● **Exercise task**:
Quote the rows below verbatim, from the line that contains "Indicate the blurred" through the line that contains "pixel 506 565", with both of those lines included.

● **Data for this task**:
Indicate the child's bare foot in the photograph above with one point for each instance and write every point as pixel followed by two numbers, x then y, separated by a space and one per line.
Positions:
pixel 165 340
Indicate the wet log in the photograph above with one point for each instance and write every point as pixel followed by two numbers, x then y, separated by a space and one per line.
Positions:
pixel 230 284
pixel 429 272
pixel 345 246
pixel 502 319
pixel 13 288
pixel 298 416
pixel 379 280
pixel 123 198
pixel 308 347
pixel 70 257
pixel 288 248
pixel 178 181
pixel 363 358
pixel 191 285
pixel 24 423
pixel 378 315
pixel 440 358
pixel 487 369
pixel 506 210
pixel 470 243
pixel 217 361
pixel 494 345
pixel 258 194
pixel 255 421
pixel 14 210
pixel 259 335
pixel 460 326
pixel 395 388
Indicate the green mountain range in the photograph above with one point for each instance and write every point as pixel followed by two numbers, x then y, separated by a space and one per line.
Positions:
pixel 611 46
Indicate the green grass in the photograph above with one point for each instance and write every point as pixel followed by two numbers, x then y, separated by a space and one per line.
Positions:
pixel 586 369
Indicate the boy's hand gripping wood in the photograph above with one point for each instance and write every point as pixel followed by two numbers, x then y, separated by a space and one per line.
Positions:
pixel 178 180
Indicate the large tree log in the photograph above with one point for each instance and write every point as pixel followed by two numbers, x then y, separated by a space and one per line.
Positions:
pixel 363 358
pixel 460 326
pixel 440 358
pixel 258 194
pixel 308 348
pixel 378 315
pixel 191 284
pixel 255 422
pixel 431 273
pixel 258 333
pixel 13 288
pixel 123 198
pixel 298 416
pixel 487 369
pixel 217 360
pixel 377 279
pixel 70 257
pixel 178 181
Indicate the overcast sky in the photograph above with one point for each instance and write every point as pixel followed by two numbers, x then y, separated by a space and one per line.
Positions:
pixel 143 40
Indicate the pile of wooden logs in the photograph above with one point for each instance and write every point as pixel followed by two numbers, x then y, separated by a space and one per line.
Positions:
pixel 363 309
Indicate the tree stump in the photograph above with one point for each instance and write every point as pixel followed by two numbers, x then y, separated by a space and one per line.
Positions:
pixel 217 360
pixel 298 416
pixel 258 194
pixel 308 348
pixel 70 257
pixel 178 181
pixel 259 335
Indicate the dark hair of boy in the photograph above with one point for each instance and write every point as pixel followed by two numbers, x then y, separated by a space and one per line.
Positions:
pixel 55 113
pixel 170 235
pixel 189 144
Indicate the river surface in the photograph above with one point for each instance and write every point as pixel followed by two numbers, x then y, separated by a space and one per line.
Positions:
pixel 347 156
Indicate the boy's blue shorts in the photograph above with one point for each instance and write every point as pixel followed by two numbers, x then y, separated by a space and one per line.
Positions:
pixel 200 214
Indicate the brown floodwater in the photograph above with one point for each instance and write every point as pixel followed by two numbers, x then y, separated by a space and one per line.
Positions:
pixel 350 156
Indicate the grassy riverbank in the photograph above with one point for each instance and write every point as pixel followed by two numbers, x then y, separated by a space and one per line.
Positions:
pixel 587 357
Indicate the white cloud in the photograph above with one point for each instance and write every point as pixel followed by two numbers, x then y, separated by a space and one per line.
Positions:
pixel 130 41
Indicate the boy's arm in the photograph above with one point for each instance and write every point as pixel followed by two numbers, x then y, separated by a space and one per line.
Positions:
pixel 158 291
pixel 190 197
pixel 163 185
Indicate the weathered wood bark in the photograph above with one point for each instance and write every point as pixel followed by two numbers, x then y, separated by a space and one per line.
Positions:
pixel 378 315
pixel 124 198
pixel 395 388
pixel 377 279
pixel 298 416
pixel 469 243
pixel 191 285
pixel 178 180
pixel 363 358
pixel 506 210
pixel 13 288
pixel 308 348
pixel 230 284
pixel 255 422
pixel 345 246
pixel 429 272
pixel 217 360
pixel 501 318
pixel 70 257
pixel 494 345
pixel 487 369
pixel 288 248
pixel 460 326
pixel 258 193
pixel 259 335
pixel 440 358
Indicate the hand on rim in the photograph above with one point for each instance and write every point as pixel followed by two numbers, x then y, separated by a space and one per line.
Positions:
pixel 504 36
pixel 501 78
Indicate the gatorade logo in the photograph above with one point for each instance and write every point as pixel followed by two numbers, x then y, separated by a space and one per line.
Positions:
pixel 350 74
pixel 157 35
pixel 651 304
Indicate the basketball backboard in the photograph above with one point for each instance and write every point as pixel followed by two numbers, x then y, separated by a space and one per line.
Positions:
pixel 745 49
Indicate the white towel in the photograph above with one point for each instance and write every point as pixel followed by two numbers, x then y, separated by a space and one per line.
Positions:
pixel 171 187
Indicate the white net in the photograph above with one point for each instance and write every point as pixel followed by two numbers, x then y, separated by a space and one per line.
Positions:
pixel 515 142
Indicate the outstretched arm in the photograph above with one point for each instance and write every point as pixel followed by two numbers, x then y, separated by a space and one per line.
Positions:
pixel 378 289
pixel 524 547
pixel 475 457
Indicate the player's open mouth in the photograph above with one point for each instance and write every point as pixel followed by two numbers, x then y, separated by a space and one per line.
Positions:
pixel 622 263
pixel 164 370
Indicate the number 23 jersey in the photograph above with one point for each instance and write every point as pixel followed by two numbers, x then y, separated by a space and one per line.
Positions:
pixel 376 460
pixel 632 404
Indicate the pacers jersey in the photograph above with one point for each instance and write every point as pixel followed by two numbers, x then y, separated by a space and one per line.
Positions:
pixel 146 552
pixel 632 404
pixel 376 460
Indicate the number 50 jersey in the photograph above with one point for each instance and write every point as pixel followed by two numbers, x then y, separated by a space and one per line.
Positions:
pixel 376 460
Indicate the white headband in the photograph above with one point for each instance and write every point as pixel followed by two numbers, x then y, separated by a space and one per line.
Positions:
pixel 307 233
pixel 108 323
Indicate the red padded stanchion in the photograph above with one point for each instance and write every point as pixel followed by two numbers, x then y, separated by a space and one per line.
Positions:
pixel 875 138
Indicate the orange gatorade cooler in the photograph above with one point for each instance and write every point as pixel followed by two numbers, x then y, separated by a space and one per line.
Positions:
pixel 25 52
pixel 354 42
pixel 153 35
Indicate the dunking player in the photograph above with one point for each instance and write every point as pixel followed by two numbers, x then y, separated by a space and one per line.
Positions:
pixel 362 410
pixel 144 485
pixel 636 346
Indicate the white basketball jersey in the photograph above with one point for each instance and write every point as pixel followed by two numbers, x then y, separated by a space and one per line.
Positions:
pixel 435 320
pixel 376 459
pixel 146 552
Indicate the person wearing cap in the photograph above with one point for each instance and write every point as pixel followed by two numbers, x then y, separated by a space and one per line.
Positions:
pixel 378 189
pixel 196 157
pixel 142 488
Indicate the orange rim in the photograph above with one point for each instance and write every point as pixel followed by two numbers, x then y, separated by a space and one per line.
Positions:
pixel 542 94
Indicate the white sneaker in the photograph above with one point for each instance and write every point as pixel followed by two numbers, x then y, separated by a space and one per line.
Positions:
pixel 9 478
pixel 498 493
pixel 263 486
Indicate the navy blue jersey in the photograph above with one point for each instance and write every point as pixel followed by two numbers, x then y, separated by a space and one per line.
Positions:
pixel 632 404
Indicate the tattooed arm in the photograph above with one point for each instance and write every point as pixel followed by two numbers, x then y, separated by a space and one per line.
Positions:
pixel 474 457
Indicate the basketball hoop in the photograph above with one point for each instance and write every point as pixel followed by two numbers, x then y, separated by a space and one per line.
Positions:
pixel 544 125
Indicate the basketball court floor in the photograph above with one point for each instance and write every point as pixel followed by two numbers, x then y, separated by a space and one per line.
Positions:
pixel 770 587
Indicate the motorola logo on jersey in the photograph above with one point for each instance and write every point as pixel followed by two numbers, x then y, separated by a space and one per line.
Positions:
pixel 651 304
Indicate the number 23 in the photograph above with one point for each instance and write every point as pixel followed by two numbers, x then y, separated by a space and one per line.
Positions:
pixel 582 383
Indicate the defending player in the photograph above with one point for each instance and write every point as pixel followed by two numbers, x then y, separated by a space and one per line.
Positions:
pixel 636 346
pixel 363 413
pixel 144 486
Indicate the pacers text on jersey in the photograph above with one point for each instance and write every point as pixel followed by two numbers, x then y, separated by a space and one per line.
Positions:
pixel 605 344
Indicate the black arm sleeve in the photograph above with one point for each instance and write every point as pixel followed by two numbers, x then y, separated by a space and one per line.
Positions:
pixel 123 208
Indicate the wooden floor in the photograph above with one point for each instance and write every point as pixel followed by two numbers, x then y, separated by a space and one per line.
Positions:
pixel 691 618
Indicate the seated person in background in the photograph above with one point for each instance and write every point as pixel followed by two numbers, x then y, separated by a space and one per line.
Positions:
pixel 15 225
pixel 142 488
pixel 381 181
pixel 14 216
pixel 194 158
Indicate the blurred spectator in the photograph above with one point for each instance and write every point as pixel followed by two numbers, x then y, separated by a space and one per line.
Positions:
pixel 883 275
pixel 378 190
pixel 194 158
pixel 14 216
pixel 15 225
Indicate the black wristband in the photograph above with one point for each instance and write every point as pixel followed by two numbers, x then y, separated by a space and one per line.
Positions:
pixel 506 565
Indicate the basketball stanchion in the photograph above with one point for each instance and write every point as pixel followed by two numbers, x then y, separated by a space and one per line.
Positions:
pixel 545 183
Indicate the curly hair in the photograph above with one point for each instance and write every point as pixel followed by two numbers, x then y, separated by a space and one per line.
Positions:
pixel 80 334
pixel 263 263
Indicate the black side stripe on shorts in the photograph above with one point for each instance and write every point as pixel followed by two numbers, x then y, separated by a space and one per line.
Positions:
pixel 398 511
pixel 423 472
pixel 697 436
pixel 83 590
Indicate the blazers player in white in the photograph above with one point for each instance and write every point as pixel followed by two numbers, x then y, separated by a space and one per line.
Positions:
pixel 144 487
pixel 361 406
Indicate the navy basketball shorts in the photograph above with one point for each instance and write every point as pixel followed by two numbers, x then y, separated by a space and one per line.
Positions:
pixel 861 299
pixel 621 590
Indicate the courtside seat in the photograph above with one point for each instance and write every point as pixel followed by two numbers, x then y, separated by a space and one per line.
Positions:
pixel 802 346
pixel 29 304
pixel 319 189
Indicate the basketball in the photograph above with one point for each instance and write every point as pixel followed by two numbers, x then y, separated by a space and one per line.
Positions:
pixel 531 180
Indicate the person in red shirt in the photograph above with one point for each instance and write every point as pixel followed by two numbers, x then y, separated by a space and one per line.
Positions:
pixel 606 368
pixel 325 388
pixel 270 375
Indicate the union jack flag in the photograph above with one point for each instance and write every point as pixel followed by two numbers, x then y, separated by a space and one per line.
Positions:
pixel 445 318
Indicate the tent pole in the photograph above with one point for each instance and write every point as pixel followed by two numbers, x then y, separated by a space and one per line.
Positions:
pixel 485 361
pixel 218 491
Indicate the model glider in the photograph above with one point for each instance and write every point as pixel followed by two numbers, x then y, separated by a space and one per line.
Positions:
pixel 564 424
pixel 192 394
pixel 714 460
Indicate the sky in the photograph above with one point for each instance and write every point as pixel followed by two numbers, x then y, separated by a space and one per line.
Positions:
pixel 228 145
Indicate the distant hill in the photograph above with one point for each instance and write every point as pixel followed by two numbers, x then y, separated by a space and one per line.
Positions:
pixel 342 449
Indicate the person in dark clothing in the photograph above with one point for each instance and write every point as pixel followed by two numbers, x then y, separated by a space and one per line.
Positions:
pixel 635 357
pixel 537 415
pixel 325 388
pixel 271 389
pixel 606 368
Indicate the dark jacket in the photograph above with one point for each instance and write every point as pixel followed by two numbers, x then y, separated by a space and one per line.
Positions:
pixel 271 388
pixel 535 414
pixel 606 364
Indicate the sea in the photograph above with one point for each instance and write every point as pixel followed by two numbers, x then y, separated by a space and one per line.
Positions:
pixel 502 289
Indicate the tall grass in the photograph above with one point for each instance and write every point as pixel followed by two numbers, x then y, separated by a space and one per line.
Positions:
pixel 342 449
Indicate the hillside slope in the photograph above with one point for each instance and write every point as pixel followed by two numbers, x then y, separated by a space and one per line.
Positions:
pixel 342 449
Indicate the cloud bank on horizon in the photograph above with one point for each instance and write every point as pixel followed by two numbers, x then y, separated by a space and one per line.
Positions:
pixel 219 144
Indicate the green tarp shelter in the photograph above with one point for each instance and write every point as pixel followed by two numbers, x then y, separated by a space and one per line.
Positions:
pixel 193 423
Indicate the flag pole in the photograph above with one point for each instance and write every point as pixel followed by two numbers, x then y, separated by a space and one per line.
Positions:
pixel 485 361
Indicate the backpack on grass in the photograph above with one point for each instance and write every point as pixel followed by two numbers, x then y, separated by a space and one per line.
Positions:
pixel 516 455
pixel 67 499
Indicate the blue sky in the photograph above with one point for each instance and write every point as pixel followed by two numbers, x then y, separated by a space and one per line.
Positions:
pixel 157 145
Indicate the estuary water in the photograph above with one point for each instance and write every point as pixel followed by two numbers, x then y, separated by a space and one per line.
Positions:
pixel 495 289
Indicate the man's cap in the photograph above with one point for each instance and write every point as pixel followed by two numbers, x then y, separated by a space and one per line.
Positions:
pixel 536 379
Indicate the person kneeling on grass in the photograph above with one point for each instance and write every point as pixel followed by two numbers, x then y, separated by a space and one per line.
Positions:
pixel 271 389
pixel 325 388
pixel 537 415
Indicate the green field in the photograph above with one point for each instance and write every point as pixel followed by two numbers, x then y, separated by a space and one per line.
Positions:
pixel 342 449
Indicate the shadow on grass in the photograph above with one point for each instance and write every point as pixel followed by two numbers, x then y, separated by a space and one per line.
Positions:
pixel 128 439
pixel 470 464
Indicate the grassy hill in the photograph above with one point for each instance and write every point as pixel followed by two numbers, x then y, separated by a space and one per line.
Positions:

● **The completed task**:
Indicate the blurred spectator in the photograph above with one point for each instance and write every point as pixel followed by two numbers, x then y, separated by a space and one per line.
Positions:
pixel 883 275
pixel 378 190
pixel 194 158
pixel 14 216
pixel 15 225
Indicate the black wristband in the photograph above with one point for each instance and write every point as pixel followed by two numbers, x then y, separated by a space and one per line.
Positions:
pixel 506 565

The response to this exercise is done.